-------- Data records

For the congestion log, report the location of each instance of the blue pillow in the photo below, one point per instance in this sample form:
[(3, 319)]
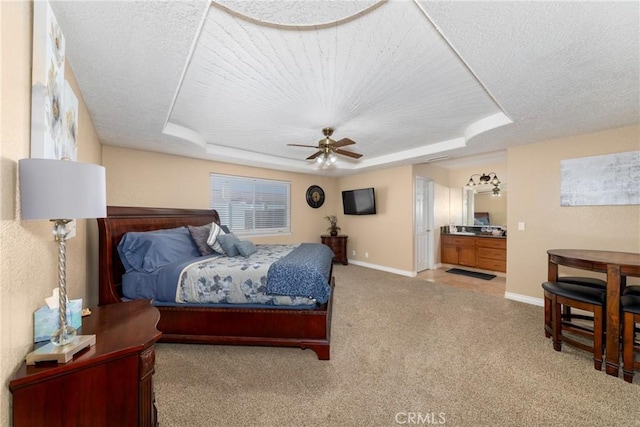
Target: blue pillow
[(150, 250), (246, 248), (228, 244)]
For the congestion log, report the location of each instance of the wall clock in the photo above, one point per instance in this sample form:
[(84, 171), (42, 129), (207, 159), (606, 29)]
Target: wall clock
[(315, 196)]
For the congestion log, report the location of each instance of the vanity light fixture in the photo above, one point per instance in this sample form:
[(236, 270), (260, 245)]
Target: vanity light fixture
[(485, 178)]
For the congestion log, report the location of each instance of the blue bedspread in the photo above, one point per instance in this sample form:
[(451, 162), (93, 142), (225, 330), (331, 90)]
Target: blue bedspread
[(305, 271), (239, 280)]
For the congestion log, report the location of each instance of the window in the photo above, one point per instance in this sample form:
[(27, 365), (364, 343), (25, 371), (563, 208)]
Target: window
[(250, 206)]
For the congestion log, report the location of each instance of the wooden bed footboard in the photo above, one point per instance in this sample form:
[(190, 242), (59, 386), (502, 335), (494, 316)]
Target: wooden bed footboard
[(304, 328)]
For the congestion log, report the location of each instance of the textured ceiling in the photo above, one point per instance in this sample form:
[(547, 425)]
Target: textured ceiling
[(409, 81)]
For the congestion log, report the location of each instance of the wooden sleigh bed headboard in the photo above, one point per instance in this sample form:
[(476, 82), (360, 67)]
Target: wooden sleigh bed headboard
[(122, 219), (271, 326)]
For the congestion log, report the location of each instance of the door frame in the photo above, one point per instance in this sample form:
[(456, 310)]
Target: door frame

----------------

Your copy should match the records word for word, with the pictures removed.

For the congestion log, report the location of each instance of the blue pillow in the photo below, one point per instance in this sample form:
[(3, 319)]
Target: blue pillow
[(150, 250), (246, 248), (228, 244)]
For the congestion log, report the location of each instance of the wall clock in the photo above, one point per instance in this sample form:
[(84, 171), (42, 129), (207, 159), (606, 29)]
Target: wall clock
[(315, 196)]
For the congestion log, report the location of each instance of the vanity light fixture in the photo above, one point per instance in this sample form:
[(236, 270), (260, 245)]
Target: vanity light fixture
[(485, 178)]
For the congestion log, report the location of each instance of the blue bedspread in the photo above, one point per instance in this sample form:
[(451, 162), (93, 142), (225, 330), (331, 90)]
Target: blue bedspread
[(305, 271), (239, 280)]
For the congestion log, report the location of each instance of the window in the photo above, one point per instance in this sample form:
[(27, 365), (364, 343), (25, 371), (563, 208)]
Target: window
[(250, 206)]
For the congestion log, report the location of each instance of the wooden bed footboard in the photo above, one point per instance in this sample form:
[(190, 242), (59, 386), (502, 335), (494, 316)]
Target: wooden bed footboard
[(304, 328)]
For the congestion log, report the location of each instance of the textured ceiling in the photo above, one point per instance in this sample form:
[(547, 425)]
Target: textured ceiling
[(409, 81)]
For the congestion log, report the location of each instance of the wooden sleigh bed headboard in the photo above, one point per instance in this sample form:
[(476, 82), (360, 67)]
Target: wooden sleigh bed headboard
[(122, 219), (271, 326)]
For the congestion log, report the location of each instance of the door frame in the photo above, one point per instance in this sample form:
[(456, 310)]
Target: door frame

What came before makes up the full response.